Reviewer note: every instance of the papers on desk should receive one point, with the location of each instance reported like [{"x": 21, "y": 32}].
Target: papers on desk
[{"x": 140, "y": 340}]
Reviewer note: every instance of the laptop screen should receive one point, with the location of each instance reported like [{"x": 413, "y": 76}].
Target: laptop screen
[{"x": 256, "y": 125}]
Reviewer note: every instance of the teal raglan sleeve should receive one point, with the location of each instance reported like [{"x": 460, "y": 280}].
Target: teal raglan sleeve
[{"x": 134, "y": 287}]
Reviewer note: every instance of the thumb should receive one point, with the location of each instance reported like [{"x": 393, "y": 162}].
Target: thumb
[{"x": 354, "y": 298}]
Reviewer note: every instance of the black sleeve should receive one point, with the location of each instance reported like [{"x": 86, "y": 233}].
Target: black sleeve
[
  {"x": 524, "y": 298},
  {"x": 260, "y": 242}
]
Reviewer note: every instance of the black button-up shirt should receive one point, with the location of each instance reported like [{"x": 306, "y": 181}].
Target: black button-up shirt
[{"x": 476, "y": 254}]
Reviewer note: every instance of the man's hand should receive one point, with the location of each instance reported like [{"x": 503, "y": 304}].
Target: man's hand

········

Your instructions
Give the number of lines in the records above in which the word "hand" appears. Include no other text.

Solution
2